Return all lines of the records that contain the word "waterfall".

_Supplied data_
[Start of section]

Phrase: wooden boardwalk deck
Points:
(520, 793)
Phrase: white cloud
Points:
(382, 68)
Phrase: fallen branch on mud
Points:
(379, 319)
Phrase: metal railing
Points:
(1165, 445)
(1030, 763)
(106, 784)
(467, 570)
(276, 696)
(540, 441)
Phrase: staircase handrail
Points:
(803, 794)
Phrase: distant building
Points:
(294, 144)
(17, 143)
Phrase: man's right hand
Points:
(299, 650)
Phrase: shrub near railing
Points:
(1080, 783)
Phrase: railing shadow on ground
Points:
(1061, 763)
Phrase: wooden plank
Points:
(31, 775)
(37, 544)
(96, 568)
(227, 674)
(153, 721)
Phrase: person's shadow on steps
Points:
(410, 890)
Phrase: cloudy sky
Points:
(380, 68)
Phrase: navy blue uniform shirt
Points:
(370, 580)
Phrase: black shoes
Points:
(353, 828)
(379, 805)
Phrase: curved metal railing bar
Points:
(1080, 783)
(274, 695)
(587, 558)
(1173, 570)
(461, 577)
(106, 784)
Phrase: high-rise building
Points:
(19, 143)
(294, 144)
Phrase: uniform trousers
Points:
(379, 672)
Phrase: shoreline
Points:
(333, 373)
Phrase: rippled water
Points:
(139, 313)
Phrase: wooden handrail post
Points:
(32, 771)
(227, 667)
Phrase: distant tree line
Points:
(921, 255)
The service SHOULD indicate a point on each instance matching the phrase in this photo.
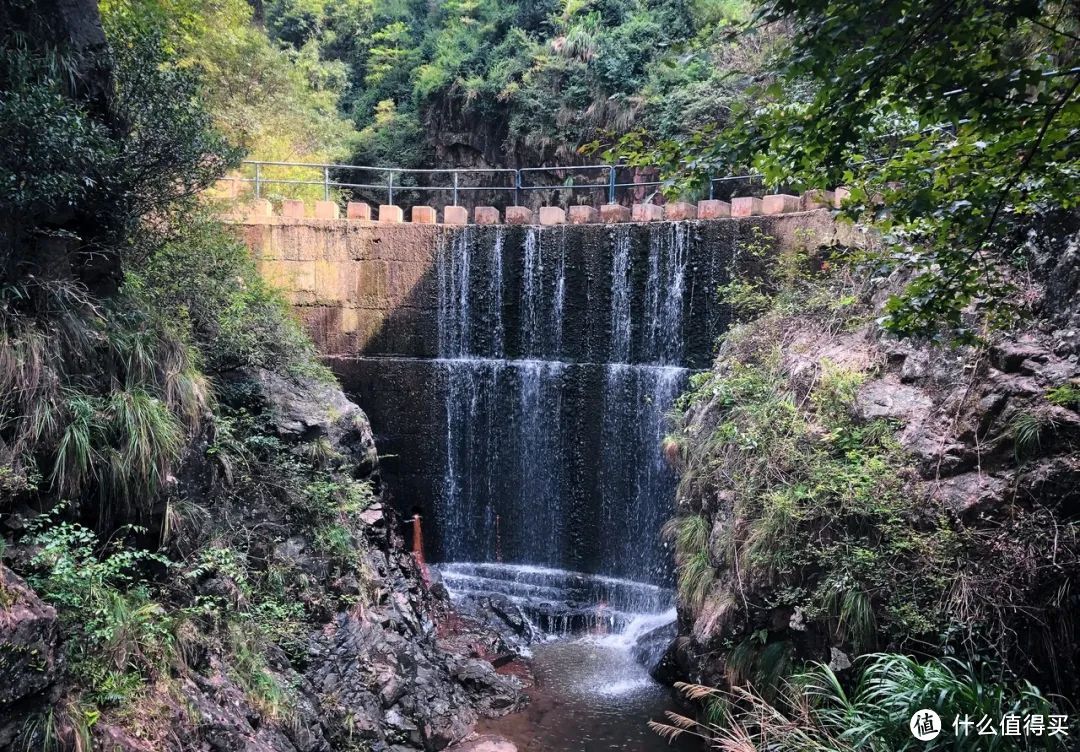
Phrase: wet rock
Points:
(308, 410)
(29, 656)
(651, 647)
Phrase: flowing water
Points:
(553, 464)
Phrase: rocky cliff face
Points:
(369, 675)
(902, 496)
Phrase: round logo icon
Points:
(926, 725)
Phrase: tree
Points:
(955, 123)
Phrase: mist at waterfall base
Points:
(553, 462)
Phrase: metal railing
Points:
(520, 178)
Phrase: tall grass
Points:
(694, 569)
(817, 713)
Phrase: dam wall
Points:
(517, 376)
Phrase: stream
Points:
(554, 488)
(590, 634)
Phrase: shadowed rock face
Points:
(30, 658)
(516, 376)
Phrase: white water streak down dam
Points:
(508, 492)
(516, 377)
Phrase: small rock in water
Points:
(488, 742)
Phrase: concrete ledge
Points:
(486, 215)
(679, 211)
(745, 206)
(423, 215)
(611, 213)
(326, 210)
(713, 209)
(780, 203)
(455, 215)
(518, 215)
(292, 207)
(552, 215)
(583, 215)
(817, 198)
(358, 210)
(389, 213)
(259, 207)
(647, 213)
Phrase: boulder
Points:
(29, 656)
(304, 410)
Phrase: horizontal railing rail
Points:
(518, 183)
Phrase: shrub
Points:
(118, 634)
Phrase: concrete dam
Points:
(517, 376)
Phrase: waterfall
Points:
(561, 350)
(620, 295)
(495, 295)
(532, 274)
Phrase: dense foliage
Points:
(125, 312)
(520, 82)
(822, 713)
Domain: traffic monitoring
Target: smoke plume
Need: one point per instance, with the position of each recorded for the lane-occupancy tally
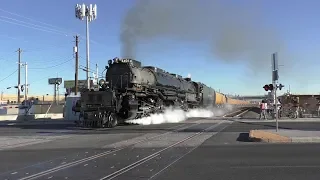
(230, 30)
(175, 115)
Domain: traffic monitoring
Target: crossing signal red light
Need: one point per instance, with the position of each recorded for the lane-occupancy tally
(270, 87)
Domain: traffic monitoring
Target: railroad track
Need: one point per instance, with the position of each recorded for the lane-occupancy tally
(237, 113)
(133, 165)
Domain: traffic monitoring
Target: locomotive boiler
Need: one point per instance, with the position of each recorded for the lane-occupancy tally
(131, 91)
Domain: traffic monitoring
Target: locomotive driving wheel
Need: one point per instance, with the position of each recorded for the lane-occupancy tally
(112, 120)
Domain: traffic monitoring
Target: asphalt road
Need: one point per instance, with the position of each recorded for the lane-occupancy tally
(197, 149)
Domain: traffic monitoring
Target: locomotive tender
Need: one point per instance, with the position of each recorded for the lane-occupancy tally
(132, 91)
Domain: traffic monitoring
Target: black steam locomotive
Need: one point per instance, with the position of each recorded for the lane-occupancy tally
(132, 91)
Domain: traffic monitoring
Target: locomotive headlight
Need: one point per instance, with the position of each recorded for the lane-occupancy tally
(102, 82)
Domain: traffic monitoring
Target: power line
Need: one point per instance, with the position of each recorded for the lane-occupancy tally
(8, 76)
(50, 29)
(31, 19)
(54, 65)
(91, 40)
(30, 27)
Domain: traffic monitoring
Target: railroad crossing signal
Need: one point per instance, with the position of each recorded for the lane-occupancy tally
(268, 87)
(280, 86)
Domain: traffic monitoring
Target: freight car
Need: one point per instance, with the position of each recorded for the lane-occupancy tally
(132, 91)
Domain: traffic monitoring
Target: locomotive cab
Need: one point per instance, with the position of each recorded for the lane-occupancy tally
(120, 73)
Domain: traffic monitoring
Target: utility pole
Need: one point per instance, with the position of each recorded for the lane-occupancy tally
(275, 77)
(19, 68)
(77, 65)
(26, 82)
(90, 13)
(97, 76)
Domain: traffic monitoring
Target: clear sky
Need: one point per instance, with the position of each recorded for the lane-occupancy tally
(49, 52)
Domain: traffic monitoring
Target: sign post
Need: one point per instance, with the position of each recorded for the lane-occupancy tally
(56, 82)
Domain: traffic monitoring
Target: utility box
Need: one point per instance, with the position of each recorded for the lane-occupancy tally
(68, 114)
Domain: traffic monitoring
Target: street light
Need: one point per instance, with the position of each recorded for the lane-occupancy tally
(90, 12)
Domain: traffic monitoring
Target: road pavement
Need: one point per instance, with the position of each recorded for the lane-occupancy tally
(196, 149)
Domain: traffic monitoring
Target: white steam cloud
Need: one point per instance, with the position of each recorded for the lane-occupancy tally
(174, 115)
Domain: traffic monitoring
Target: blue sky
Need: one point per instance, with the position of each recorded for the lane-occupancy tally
(296, 22)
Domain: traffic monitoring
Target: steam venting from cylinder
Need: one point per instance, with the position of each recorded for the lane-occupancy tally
(176, 115)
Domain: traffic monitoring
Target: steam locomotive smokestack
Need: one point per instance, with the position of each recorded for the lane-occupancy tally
(230, 30)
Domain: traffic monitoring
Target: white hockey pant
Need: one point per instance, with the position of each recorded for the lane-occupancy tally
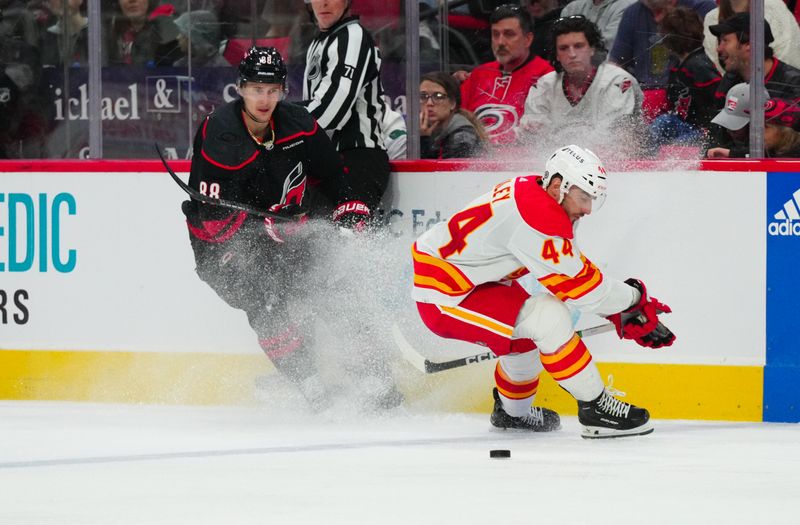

[End of section]

_Task answer_
Phrase: mist at waterfall base
Phrase: waterfall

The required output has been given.